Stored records
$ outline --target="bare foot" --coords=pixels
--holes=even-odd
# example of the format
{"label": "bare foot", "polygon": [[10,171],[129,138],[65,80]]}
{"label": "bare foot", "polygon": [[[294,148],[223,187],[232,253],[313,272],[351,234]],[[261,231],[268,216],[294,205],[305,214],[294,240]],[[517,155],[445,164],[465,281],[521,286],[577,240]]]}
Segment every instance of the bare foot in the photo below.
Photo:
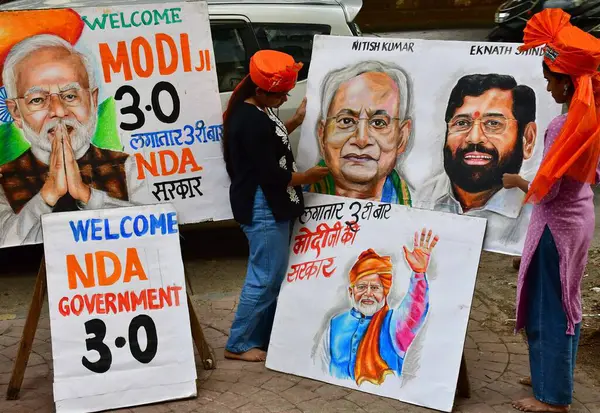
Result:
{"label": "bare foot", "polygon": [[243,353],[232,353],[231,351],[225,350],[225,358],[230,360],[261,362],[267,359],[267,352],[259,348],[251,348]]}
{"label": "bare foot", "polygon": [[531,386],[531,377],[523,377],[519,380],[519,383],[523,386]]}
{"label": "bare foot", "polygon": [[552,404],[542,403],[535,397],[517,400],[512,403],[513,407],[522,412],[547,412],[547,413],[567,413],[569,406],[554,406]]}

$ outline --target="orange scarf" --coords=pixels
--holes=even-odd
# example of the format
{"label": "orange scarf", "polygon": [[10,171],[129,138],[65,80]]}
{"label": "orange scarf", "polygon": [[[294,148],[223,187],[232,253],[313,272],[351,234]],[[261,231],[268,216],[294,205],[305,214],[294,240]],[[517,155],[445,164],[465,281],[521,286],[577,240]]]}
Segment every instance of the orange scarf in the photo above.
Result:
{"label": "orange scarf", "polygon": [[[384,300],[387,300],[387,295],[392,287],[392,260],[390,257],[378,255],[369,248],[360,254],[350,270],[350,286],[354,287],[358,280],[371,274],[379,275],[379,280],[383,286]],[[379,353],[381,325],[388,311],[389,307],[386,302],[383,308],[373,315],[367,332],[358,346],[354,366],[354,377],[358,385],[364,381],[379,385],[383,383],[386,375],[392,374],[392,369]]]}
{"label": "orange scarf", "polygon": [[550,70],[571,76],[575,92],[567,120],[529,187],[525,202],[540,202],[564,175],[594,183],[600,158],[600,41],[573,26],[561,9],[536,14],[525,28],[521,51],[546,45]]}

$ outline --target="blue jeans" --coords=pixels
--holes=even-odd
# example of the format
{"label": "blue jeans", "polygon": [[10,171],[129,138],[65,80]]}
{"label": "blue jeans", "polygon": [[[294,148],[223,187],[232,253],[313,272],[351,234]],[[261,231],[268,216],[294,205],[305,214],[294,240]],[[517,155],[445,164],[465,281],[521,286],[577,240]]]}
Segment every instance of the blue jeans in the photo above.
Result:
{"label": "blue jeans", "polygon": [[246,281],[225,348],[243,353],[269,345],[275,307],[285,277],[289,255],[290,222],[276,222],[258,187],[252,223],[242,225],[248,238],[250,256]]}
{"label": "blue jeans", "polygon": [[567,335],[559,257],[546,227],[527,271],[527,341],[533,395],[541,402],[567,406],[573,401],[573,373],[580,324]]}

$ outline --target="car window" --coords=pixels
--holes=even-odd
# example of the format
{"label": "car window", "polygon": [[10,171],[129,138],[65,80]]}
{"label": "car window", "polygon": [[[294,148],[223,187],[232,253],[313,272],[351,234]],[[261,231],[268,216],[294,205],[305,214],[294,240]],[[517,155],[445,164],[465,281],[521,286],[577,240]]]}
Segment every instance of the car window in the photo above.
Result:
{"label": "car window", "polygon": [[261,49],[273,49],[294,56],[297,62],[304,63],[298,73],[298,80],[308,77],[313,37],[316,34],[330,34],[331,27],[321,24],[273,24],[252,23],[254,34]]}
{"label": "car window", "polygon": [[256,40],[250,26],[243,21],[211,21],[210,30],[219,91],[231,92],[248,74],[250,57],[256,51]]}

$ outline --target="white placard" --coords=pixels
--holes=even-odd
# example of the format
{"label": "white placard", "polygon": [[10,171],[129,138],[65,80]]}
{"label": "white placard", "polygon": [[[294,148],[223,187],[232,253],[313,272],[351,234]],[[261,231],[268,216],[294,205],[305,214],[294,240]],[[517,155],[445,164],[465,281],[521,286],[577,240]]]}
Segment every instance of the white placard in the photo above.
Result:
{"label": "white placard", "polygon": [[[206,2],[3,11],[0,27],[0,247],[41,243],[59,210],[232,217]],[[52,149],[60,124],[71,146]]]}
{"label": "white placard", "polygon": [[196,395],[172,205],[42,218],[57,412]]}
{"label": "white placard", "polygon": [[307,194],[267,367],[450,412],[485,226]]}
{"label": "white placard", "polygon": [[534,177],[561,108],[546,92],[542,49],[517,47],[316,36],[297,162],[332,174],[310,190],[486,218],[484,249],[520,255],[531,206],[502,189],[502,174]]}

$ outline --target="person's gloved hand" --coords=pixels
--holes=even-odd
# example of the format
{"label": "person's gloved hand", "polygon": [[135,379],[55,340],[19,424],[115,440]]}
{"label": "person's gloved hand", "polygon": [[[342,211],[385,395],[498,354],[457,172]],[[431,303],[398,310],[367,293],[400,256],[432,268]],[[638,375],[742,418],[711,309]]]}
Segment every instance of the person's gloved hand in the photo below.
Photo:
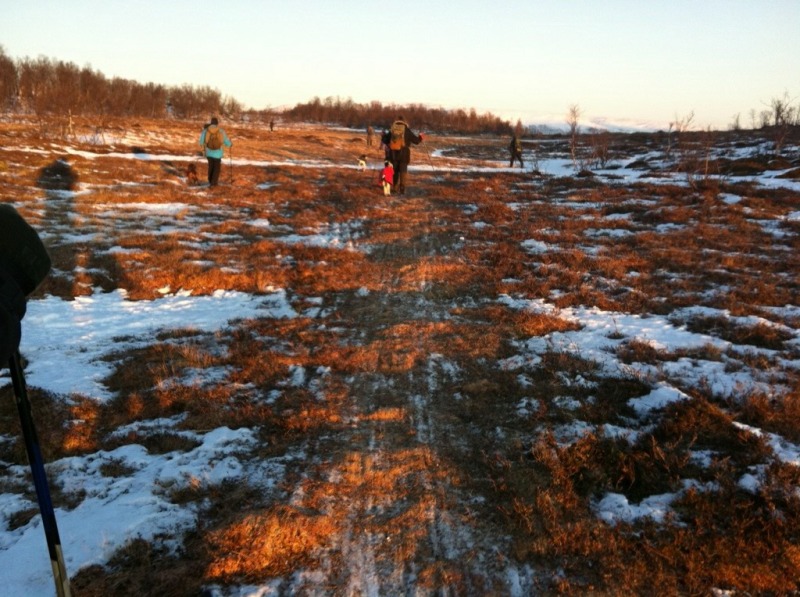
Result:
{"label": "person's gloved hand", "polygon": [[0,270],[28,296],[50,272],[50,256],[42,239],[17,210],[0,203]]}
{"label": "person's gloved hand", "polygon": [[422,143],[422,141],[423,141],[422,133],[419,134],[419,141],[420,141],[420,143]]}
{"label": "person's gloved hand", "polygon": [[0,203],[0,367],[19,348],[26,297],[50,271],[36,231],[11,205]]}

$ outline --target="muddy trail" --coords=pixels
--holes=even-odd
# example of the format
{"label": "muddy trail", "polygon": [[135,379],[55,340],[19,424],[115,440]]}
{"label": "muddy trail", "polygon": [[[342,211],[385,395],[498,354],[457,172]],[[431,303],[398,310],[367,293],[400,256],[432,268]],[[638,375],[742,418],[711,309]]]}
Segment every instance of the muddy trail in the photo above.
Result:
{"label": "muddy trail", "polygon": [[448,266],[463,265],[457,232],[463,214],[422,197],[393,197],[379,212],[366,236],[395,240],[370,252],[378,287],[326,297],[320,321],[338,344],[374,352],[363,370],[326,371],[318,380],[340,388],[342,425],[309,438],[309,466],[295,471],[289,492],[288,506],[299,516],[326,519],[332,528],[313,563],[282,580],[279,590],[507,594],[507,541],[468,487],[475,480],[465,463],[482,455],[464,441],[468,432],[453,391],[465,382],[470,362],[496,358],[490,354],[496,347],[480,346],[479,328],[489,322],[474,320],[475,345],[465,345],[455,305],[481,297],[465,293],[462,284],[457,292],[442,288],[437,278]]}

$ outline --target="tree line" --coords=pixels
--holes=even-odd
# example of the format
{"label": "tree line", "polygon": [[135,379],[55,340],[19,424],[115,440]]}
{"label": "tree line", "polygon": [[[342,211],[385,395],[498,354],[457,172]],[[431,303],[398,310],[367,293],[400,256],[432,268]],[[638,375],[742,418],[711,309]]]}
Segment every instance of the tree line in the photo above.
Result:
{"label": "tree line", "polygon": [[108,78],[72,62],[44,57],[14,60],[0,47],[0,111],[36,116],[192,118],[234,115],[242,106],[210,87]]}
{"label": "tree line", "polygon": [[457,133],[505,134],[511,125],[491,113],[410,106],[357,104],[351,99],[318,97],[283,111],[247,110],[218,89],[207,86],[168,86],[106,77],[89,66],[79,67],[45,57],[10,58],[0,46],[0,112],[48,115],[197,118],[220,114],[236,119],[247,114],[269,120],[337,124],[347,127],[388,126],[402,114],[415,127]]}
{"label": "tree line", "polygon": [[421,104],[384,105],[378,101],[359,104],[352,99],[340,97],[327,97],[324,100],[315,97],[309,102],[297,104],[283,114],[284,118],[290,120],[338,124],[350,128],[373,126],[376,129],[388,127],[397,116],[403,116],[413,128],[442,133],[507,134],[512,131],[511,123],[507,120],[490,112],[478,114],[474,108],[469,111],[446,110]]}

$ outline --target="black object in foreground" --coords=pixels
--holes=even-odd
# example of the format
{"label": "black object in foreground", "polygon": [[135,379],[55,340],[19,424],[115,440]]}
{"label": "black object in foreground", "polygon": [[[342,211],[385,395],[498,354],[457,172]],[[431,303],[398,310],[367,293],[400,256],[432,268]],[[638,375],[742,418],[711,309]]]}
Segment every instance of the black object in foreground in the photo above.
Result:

_TASK BRIEF_. Go through the entries above and pull out each line with "foreground" in it.

_RESPONSE AREA_.
$ outline --target="black object in foreground" --coords=pixels
{"label": "black object in foreground", "polygon": [[135,379],[55,340],[19,424],[115,440]]}
{"label": "black object in foreground", "polygon": [[[342,211],[385,395],[498,354],[457,172]],[[431,303],[398,310],[367,293],[400,256],[432,268]],[[638,375],[742,418],[711,309]]]}
Segment every instance of the black object in foreground in the photo above.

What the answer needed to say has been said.